▶ **Supplied text**

.....

The matter was set down for hearing on 21 August
2014. On that date, the parties concluded a settlement agreement,
which was subsequently
made an order of court (“consent
order”).
[2]
In terms of the consent order, the first respondent was ordered to
take all reasonable
steps to ensure that the dismissed employees were
reinstated, albeit not retrospectively, within the first respondent
or an affiliated
company. The first respondent did not reinstate all
the dismissed employees.
[3]
On 22 October 2018, the appellants launched an application in the
Labour Court, on
an
ex parte
basis, seeking an order calling
upon the respondents to show cause why they should not be committed
for contempt of Court for the
failure to comply with the consent
order. They were called upon to file affidavits explaining their
conduct in this regard. On
26 March 2019, the Labour Court granted an
order (per Coetzee AJ) and the respondents were called upon to show
cause why such order
could not be made final.
[4]
The matter was argued on 30 October 2020 and judgment was delivered
(per Prinsloo
J) on 17 November 2020, dismissing the application with
no order as to costs. The appellants now appeal against that order
with
leave of that Court.
[5]
Paragraph 5 of the consent order, which triggered the application,
reads as follows:
‘
The
respondent hereby further agrees and undertakes to reinstate, without
retrospective effect, the individual applicants listed
in annex B by
offering those individuals available jobs within it or any affiliated
company of the respondent with same or similar
rates with effect from
1 September 2017.’
The
appellants’ case in the Labour Court was that the respondents
failed to comply with this paragraph.
[6]
When the settlement agreement was signed Mr Jarrod De Lange
represented the first
respondent and signed the agreement on its
behalf. On 8 January 2018, he addressed an email to the first
appellant and informed
it that the individual employees had not
reported for duty and prevailed upon it to request them to report for
duty urgently. On
9 March 2018, another email was sent to the first
appellant requesting more time to look for suitable employment of the
individuals.
The first appellant replied to this letter stating that
it never received the email of the 8
th
of January 2018 and
undertook to inform the employees to report the following day ie 10
January 2018.
[7]
The respondents denied that they were guilty of contempt of Court,
contending that
they took all reasonable steps to place the
individual employees in employment. They contended that the first
respondent had undergone
a winding down process with the result that
it could no longer employ the second to 32
nd
appellants.
However, they sought placements for them at an affiliated company,
Vulcania Reinforcing Solutions (Pty) Ltd. Although
this company also
underwent restructuring and decreased the number of its employees, it
was able to identify 8 positions in its
workforce. Five individuals
were employed by this company and the remaining three failed to
respond to the offer.
[8]
The Labour Court found that the appellants failed to make out a case
for contempt
of Court in their founding affidavit. It found that the
appellants had failed to prove the requisites for civil contempt
beyond
a reasonable doubt. Accordingly, it dismissed the application.

.....

▶ **Stored items from a collection**

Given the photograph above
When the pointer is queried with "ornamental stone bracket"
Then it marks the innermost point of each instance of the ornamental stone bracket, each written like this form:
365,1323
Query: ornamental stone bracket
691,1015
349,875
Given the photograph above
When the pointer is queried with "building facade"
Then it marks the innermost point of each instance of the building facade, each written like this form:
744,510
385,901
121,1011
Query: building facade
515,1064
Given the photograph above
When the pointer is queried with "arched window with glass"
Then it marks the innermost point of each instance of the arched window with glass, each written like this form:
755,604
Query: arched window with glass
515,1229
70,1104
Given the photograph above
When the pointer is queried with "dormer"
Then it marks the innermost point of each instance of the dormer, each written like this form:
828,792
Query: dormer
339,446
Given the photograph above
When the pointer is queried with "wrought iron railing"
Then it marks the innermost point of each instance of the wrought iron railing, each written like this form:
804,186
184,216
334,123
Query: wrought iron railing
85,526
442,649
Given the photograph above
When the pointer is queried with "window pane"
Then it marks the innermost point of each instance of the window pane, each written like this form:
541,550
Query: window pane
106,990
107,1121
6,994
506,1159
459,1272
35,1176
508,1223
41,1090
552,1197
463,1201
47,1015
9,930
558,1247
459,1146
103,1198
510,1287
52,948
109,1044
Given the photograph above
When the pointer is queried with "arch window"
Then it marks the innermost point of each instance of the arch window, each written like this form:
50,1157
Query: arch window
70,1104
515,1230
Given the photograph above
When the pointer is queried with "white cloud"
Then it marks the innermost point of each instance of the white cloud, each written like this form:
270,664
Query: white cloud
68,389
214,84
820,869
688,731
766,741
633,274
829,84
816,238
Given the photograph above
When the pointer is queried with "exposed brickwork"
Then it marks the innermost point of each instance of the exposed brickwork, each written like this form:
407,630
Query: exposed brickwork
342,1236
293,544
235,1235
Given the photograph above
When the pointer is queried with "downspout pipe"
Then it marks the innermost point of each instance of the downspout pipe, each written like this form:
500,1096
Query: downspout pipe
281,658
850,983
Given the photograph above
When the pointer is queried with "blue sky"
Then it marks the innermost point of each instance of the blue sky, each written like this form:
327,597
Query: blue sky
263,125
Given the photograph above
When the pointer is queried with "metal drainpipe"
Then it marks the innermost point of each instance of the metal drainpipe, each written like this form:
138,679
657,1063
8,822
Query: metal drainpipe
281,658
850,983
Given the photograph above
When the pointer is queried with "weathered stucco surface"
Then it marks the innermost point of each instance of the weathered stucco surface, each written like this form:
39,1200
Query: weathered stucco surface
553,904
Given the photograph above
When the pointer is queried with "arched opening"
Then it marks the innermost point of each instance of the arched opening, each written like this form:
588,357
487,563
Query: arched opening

.....

▶ **Set of tasks**
1. Write out the part of the court judgment between "The first appellant" and "January 2018.", inclusive, word for word.
2. List every person the court judgment names.

▶ **Answers**
1.
The first appellant replied to this letter stating that
it never received the email of the 8
th
of January 2018 and
undertook to inform the employees to report the following day ie 10
January 2018.

2.
Coetzee AJ
Prinsloo J
Mr Jarrod De Lange